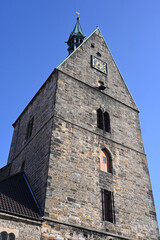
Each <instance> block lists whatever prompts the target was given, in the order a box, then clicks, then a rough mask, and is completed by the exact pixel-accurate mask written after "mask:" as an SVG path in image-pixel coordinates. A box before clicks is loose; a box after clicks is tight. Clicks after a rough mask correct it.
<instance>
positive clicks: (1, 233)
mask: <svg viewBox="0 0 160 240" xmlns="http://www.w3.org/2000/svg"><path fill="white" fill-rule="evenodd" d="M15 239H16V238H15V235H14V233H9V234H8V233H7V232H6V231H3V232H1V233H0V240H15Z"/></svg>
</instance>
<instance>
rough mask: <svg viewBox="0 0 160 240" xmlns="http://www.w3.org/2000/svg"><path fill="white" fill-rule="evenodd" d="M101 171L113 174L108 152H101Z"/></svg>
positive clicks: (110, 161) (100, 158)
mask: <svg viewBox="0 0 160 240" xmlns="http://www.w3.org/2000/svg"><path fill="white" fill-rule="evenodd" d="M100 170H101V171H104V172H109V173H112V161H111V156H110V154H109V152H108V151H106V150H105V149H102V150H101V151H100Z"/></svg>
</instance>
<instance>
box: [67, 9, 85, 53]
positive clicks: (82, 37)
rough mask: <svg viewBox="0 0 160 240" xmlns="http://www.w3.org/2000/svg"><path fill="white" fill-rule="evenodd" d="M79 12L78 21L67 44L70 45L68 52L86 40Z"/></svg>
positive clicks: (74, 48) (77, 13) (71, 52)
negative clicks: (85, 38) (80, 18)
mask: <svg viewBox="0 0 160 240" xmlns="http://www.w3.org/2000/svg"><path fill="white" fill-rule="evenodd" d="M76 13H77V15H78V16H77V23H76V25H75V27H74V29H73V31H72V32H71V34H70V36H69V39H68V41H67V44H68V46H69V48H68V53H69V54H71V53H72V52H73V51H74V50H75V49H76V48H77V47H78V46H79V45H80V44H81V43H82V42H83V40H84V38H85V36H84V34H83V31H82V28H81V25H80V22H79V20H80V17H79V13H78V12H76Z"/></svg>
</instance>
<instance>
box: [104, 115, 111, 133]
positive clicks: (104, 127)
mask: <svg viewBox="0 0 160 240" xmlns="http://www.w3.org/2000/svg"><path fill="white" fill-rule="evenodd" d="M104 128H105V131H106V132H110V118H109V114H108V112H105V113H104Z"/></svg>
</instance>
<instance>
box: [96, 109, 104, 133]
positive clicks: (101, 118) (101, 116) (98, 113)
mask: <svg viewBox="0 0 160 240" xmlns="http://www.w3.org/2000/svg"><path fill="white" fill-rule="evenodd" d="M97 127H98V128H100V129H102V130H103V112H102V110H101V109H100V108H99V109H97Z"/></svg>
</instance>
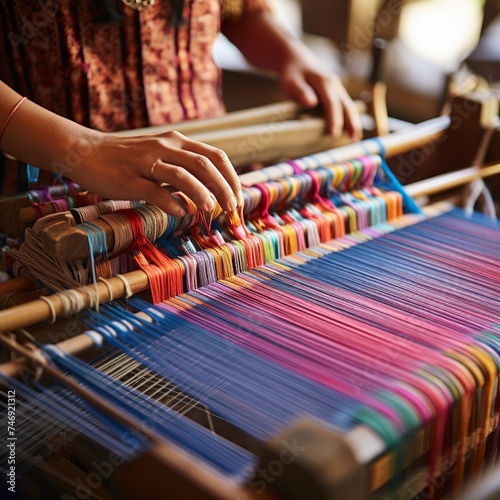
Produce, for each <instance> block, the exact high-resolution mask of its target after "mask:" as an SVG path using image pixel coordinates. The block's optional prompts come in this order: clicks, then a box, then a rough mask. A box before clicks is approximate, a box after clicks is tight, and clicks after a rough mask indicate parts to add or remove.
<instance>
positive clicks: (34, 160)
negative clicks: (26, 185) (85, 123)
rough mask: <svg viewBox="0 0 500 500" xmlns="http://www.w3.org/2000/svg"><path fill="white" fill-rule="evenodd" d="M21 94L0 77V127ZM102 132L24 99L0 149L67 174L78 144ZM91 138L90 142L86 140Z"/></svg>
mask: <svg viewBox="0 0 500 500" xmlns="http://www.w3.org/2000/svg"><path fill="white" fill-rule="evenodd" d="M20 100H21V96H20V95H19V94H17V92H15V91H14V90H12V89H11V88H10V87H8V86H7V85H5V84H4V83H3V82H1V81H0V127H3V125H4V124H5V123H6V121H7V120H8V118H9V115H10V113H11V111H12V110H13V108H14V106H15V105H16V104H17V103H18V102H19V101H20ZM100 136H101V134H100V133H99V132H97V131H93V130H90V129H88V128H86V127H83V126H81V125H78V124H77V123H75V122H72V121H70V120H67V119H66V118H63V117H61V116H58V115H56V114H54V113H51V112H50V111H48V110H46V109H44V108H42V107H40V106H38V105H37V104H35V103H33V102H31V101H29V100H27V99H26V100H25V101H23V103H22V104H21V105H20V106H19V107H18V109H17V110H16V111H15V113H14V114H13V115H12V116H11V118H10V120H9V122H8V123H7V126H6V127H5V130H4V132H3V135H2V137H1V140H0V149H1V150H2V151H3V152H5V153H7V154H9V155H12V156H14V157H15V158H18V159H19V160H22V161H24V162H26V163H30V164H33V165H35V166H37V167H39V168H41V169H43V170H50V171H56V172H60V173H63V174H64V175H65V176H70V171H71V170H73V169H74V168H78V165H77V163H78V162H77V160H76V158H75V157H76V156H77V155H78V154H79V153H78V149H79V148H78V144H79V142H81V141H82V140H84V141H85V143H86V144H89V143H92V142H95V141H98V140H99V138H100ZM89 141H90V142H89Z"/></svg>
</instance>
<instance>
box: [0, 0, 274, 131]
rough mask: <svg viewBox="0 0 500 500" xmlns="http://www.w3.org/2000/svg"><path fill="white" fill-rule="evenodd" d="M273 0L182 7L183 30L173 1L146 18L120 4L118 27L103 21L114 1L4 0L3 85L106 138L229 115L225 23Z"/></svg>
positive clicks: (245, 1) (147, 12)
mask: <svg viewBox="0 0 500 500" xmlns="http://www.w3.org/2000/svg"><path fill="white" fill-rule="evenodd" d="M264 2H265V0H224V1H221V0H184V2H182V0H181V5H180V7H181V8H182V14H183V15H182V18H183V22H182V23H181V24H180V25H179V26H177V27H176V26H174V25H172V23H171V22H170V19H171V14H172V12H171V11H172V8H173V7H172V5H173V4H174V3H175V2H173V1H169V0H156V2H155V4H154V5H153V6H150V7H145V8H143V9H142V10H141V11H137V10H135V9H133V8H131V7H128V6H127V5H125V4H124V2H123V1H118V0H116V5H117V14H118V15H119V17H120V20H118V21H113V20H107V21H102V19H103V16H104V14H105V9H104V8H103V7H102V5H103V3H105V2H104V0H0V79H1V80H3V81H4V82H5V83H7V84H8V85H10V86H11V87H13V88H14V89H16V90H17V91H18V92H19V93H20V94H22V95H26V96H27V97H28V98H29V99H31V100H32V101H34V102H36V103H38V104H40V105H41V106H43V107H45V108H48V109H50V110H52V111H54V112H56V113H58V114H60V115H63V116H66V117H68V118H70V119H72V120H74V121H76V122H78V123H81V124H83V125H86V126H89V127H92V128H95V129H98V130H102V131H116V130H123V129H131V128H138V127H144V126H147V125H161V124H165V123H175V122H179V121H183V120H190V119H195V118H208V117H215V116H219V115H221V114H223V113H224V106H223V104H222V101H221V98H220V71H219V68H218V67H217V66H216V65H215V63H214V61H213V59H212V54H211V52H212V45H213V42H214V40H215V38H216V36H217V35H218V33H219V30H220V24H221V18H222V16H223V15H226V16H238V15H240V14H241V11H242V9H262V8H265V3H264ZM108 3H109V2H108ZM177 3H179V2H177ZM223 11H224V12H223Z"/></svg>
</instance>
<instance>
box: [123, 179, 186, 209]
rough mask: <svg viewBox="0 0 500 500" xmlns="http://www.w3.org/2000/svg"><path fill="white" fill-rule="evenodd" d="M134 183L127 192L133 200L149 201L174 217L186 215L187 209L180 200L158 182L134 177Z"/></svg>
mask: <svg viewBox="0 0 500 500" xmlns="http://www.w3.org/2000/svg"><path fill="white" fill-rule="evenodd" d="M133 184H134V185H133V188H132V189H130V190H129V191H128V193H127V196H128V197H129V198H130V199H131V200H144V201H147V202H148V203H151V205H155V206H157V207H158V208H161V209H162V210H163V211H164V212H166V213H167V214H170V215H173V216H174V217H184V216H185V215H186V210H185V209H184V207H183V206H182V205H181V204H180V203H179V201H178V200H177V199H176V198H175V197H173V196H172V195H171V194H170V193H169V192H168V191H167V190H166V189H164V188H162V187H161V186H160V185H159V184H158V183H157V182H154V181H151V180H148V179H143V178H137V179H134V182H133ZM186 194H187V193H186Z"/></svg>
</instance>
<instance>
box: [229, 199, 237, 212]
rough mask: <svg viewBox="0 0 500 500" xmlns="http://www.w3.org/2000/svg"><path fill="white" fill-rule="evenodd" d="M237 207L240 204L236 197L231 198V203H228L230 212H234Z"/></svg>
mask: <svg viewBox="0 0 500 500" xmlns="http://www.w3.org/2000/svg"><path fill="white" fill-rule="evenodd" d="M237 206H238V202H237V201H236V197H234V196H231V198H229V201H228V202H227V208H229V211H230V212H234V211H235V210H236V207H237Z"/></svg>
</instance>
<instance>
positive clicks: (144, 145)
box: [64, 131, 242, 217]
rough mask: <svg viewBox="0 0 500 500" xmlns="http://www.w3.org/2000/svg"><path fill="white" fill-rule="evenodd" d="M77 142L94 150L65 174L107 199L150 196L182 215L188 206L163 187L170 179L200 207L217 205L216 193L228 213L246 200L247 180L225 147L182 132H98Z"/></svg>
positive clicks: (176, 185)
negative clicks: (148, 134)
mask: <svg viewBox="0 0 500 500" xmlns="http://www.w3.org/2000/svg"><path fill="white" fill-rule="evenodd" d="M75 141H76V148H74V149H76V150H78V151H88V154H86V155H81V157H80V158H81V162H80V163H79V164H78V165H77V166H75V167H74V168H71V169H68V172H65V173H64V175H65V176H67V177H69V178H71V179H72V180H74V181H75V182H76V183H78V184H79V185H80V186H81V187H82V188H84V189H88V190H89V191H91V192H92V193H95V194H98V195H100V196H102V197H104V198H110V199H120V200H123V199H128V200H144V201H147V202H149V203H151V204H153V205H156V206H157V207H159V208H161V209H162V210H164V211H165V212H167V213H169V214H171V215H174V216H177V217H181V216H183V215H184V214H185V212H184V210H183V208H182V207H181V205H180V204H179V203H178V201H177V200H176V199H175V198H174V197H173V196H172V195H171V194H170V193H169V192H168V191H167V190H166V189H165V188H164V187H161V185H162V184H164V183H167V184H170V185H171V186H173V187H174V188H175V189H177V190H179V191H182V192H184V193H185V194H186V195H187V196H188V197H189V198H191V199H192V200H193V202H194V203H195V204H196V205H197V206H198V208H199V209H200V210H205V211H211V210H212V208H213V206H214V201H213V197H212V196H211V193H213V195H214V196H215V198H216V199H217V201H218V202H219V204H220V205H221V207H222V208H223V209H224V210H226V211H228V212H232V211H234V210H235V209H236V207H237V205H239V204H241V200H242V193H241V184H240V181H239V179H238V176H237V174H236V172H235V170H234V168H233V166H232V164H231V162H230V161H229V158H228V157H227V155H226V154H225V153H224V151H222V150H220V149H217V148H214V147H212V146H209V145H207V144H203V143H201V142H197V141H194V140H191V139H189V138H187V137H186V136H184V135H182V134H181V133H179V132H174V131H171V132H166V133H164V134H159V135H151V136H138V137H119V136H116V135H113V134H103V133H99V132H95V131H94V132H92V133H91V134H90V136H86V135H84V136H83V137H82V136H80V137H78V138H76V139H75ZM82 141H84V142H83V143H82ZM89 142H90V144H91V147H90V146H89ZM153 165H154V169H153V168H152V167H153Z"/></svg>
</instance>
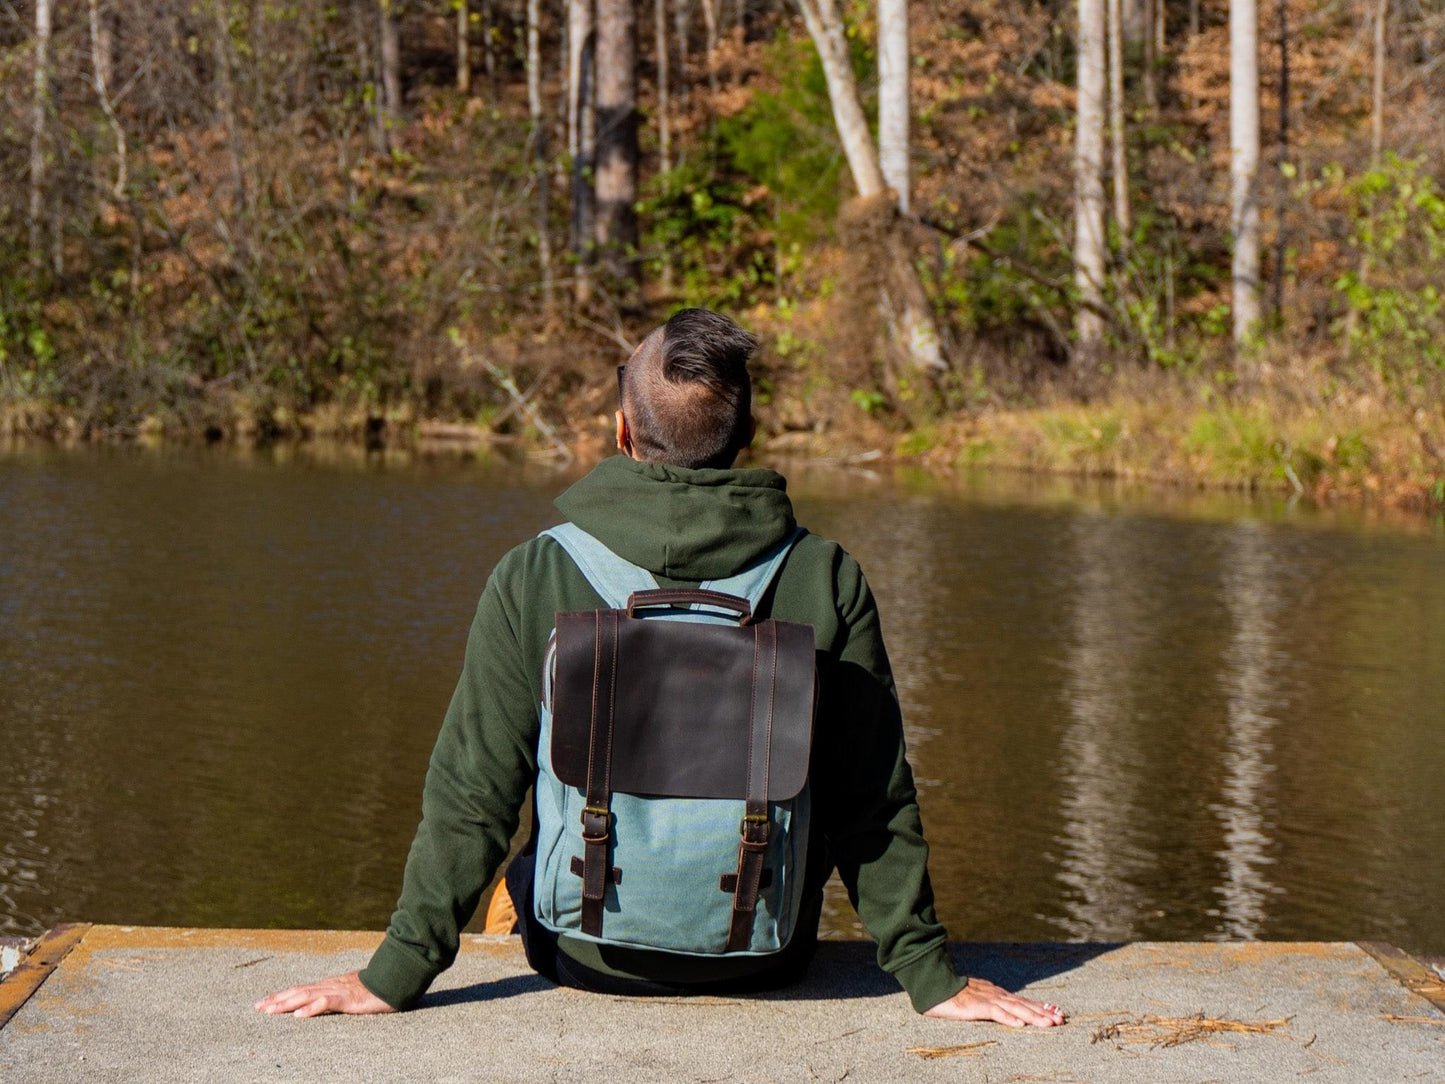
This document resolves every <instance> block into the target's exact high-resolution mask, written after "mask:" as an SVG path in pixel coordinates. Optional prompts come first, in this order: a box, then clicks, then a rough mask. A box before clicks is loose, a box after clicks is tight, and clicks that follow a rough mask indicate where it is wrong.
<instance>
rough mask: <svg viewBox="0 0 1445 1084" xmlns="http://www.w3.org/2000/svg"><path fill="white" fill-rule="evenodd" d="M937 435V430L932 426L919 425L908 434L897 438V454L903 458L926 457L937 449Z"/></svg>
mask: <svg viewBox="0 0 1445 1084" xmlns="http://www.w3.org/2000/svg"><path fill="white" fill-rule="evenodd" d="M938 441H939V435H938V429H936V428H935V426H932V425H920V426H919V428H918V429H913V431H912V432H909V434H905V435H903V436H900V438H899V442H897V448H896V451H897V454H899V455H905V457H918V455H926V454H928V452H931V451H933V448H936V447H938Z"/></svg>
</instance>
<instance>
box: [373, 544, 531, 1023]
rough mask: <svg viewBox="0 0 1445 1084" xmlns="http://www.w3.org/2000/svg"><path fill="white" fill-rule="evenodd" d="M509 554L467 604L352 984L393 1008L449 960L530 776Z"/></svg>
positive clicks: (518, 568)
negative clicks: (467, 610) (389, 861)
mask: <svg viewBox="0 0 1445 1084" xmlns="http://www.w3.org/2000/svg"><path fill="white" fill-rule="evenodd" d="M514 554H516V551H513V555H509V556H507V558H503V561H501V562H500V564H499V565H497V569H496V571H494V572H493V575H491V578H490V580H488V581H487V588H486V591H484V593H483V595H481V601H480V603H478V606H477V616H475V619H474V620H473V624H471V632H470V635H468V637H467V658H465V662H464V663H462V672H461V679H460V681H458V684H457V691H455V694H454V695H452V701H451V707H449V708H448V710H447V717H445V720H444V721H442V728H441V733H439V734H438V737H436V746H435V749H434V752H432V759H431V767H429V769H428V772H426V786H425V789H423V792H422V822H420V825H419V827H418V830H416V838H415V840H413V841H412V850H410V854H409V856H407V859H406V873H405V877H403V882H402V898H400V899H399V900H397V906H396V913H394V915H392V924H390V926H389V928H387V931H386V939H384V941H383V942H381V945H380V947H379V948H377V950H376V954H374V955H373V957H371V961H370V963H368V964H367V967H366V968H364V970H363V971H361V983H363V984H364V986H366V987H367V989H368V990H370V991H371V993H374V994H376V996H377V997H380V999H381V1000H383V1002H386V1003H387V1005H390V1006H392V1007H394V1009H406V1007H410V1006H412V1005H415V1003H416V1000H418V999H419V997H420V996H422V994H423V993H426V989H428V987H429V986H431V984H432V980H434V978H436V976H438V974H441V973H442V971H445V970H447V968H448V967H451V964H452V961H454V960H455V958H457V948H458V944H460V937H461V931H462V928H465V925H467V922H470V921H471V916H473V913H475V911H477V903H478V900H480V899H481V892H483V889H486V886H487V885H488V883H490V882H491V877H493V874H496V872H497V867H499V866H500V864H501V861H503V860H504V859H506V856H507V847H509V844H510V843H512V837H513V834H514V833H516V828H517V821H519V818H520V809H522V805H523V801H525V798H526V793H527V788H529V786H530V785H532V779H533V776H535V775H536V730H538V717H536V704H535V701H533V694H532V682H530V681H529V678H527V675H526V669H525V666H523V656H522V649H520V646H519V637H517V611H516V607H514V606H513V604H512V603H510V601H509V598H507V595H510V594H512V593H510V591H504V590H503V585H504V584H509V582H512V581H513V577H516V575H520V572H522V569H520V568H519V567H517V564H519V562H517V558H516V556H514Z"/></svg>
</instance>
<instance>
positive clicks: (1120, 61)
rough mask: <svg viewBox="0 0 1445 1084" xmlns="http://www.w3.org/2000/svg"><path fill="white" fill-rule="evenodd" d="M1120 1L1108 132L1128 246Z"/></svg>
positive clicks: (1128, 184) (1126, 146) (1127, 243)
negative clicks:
....
## BRIEF
State how many lines in the material contain the string "negative", treating uppercase and lowercase as different. Give only the number.

## RESULT FOR THIS TASK
5